→ Document passage:
::::
TASHKENT
Uzbekistan has placed two tranches of Eurobonds in the amount of $635 million at 3.9 percent and 2.5 trillion soums ($235 million) at 14 percent on the London Stock Exchange (LSE) to finance the construction of schools, hospitals and water supply systems in the Central Asian country.
Demand for the dollar tranche, with a maturity of 10 years, exceeded $1 billion, and 2 trillion soums for the tranche of three-year bonds in national currency. Initial interest rates were in a range of 4.25-4.375 percent and 14.5 percent respectively.
Investment funds were the main buyers for both the dollar and soums Eurobonds. Dollar eurobonds were mostly bought by U.S. and U.K. investors, and soum eurobonds were purchased by U.K. and European investors. The organisers of the issue were Citi, Gazprombank, J.P. Morgan and MUFG.
Uzbekistan is reforming its once centralised economy after more than two decades of economic isolation. President Shavkat Mirziyoyev has made attracting foreign investors one of his top priorities in measures that have included liberalising the country’s foreign exchange market and modernising business practices, cutting down on the Soviet-era bureaucracy that still holds many of the country’s companies back.
Uzbekistan first tapped the Eurobond market in February 2019 by selling $1 billion worth of five and ten-year bonds with a yield of 4.75 percent and 5.375 percent. The offering was split into two tranches of $500million, due in 2024 and 2029. According to the Finance Ministry, demand for the bonds exceeded $8.5 billion. In November 2020, the ex-Soviet country placed another two tranches of three- and 10-year Eurobonds denominated in dollars and soums, to the amount of $750 million.
Last year Uzbekistan secured preliminary agreements for more than $3 billion in long-term soft loans and grants from international financial institutions, and may attract more, temporarily increasing the cap on borrowings, Reuters reported.
The government said it would use the borrowed funds to combat the spread of coronavirus and support its economy as the global recession hit. The Central Asian nation had previously decided to limit annual foreign borrowings by the public sector to $4 billion, but the government planned to review the figure due to the COVID-19 crisis.
The country’s financing needs will depend on how long the pandemic continues, Odilbek Isakov, deputy finance minister, said last year, and Tashkent will stick to its other self-imposed limit capping foreign debt of the public sector at 50 percent of gross domestic product.
::::
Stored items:
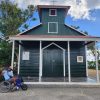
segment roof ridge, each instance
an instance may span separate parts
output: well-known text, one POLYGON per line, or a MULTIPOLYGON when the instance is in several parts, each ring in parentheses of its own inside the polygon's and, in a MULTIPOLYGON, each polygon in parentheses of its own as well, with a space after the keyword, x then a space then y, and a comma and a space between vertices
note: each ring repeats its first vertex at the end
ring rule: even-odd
::::
→ Your objective: Output the part of the Uzbekistan Eurobond text that opens with the words containing "The country’s financing" and closes with "gross domestic product.", copied word for word.

→ Written answer:
The country’s financing needs will depend on how long the pandemic continues, Odilbek Isakov, deputy finance minister, said last year, and Tashkent will stick to its other self-imposed limit capping foreign debt of the public sector at 50 percent of gross domestic product.